#### PROBLEM SET
• 1. Decide whether each statement below agrees with the speech on transport outside the single market. Answer yes or no for each, quoting the deciding words of the speech. (a) The speaker and Baroness Randerson belong to the same sub-committee, which has been looking at trade. (b) The speaker says that European airspace is confined to the member states of the European Union. (c) The speaker states that renationalisation of the railways is completely banned by the fourth railway package.
• 2. Write the next part of the speech on transport outside the single market, beginning right after its final sentence.

#### TEXT BLOCK
I thank the noble Baroness, Lady Randerson, for introducing this interesting debate. She and I are both members of the same sub-committee of the EU Select Committee, which has been looking at trade. When we looked at the options for trade, at that point we still considered partial membership of the single market at least as a potential option, as with at least temporary continued membership of the customs union. We have received evidence from and talked to, formally and informally, representatives of manufacturing and of goods and services, and we are now looking at services in more detail, including transport services. The initial reaction of those industries, after the shock of the referendum vote, was panic, and then they came back with the view, sector by sector, that, “Okay, we are where we are, but we could do a sectoral deal on this front and still retain all the key issues of membership of the single market”. I am afraid the Lancaster House speech, followed by the White Paper and the Statement with the White Paper last week, have cut off that possibility.

As the noble Baroness pointed out, transport has been hugely integrated across Europe for the past 40 years—not totally but to a significant degree. A regulatory structure applies to the whole of European transport, including on issues of safety, ownership, routes and vehicle standards, as has been said. These are all easy to deal with within the single market; they become much less easy outside the single market.

In aviation, there is probably greater scope for doing a bespoke deal than there is for the other sectors. European airspace already extends to some extent beyond the European Union—to Norway, Iceland and some of the Balkan countries—but it is very important that we establish early on in the negotiations that aviation is dealt with as a one-off. Not only does it define the use of European airspace and our access to European airspace, which at the moment also includes issues of establishment and whether UK-owned airlines or UK-domiciled airlines can operate effectively in other countries and within other countries, but it also defines our relationship with the rest of the world, including the open skies agreement with the United States. We need to retain that. That can probably be dealt with in a separate deal. Whether it could be dealt with in a separate deal entirely within a free trade agreement—which appears to be now where we are in terms of narrowing down our options, which we have, unfortunately, done over the past couple of months—is not entirely clear.

If we were to take the jump off the cliff, concluding that no deal is better than a bad deal, and go to WTO standards, we would still probably be able to do a separate deal on aviation, but that would require a lot of negotiation, hard bargaining and recognition of what the key British interests are in terms of retention of routes, slots, airline establishment and so forth. Aviation is somewhat different from the other modes of transport. Its regulatory system is very much an EU responsibility and competence.

I could argue that, if we reverted to control of the rail system with renationalisation of the railways, which I think is still the Labour Party’s policy, that would be more easily achieved outside the EU. It is not completely banned by the fourth railway package that we are currently negotiating, but it would be more difficult were we to remain members of the EU. However, the through routes to which the noble Baroness referred, such as the Eurostar and the large amount of freight that is carried by railways and so forth, all affect the railway sector. That is an essential part of the single market mechanism, and we will be outside the single market mechanism.

In road transport, there are a whole range of regulatory structures involving driver hours, vehicle standards, vignettes and cabotage arrangements and so forth. Drivers are an international workforce, so getting control of migration may limit the degree to which British operators and foreign operators trying to trade import and export from the UK have access to a skilled workforce. Once again, road transport arrangements are a key part of the single market, and we will be outside the single market.

#### EXTRACTED INFORMATION
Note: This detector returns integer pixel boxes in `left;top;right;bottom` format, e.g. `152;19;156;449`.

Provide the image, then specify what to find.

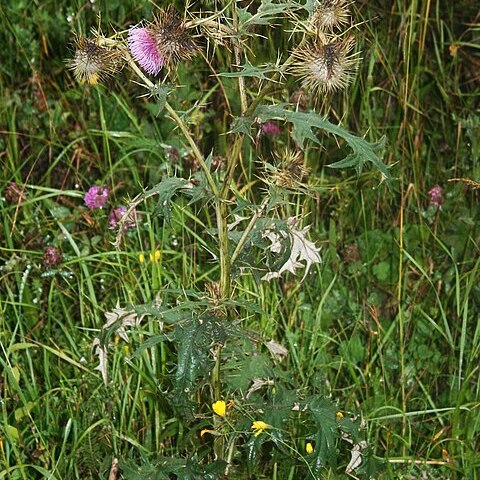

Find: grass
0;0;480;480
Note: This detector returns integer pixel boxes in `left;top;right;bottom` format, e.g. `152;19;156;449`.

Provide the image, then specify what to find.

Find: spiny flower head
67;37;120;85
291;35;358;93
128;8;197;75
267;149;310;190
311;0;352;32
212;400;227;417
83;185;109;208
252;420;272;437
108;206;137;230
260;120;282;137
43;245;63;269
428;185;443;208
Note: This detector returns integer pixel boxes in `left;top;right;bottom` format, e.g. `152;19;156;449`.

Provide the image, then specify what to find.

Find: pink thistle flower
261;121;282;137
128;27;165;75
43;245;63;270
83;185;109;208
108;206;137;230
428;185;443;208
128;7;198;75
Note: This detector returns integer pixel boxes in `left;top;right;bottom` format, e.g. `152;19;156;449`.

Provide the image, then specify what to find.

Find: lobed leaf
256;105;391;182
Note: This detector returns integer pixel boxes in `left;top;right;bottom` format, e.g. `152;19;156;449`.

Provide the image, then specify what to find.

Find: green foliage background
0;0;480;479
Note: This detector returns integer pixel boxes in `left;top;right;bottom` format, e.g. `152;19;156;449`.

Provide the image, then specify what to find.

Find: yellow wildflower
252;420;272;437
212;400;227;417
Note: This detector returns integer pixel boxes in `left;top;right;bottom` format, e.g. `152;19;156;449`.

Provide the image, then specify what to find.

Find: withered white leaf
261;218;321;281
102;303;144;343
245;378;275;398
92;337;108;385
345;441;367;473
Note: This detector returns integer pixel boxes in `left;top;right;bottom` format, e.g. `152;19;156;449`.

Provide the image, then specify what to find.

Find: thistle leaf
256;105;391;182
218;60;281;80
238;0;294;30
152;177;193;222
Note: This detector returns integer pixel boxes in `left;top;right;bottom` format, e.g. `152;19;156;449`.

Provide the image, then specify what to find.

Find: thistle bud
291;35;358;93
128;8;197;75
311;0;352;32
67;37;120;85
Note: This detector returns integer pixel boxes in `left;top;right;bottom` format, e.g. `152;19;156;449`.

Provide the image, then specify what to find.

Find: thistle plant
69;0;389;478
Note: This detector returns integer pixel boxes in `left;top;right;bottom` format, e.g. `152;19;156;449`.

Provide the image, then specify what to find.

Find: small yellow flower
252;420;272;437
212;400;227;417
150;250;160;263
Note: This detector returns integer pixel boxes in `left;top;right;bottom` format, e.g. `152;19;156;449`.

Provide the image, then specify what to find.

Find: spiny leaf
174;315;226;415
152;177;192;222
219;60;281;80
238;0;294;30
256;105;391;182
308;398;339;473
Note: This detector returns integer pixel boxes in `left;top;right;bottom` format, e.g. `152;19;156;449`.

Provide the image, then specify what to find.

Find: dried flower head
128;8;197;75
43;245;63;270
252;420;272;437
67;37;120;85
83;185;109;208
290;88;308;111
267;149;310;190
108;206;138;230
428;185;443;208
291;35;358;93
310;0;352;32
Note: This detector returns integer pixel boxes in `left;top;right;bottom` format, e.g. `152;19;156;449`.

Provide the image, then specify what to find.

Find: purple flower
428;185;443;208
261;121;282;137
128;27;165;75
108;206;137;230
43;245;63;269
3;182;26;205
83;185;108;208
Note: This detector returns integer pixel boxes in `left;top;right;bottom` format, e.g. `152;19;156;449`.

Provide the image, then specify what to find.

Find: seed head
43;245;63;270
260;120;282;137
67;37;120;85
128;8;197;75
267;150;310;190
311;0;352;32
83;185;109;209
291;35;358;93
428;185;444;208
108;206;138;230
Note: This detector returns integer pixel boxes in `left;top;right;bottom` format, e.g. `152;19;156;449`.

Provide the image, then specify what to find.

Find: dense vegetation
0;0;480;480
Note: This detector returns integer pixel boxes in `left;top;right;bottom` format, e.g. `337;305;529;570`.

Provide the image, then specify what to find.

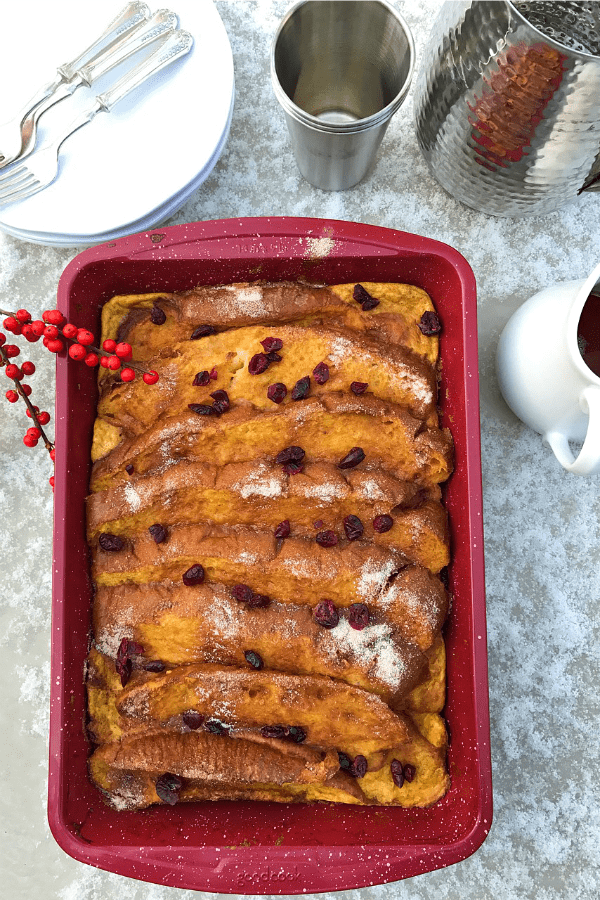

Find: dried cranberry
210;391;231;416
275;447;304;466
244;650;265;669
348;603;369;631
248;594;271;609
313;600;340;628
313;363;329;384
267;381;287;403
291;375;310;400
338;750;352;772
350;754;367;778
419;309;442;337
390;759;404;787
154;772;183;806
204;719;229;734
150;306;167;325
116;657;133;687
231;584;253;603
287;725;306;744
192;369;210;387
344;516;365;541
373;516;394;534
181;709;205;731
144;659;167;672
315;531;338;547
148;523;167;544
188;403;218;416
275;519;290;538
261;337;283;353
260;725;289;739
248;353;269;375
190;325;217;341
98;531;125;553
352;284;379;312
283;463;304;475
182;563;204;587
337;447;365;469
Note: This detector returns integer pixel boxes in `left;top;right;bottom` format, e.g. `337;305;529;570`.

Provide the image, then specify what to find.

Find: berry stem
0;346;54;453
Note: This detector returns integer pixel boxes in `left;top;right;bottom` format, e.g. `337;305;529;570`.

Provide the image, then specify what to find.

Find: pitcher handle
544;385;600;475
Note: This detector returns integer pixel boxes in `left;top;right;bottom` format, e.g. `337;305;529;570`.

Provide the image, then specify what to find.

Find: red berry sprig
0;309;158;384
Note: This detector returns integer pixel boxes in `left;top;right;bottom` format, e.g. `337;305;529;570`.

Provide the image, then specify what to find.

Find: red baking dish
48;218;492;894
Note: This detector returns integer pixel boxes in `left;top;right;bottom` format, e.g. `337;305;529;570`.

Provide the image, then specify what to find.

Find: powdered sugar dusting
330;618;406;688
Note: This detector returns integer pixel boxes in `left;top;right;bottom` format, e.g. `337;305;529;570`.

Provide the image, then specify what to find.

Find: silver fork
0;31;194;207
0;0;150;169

#### ANSWERS FOR THIS EXERCISE
• 1.
(a) Yes: "She and I are both members of the same sub-committee of the EU Select Committee, which has been looking at trade."
(b) No: "European airspace already extends to some extent beyond the European Union—to Norway, Iceland and some of the Balkan countries"
(c) No: "It is not completely banned by the fourth railway package that we are currently negotiating"

• 2.
On shipping, a lot of shipping is between ourselves and Europe and there will be arrangements on safety, standards and routes that are part of the single market. But the far more important aspect of the maritime situation is ports. It may be beneficial for the owners of UK private ports, which are by and large privately owned within the UK, to be free of the regulatory structure that exists within Europe, which is largely geared to publicly owned ports. The problem for ports is not ownership or regulation but that, outside of the customs union, we will face all sorts of additional responsibilities on port administration, port space and the cost at the port level. If we are to be outside of the customs union, the movement of people and goods through our ports will be a much more complex issue. It will require space to check, and it will require administration and bureaucracy. Some of it can be subject to electronic arrangements these days, but much of it cannot. In the end, because of the configuration of most UK ports, it will be difficult to extend the time, parking space and so forth which, even under the current arrangements, have been under some considerable strain, as we have seen particularly in Dover, over recent years. The need for additional space, checks and bureaucracy and the delays in shifting goods by road, rail through our ports and through our shipping will significantly increase.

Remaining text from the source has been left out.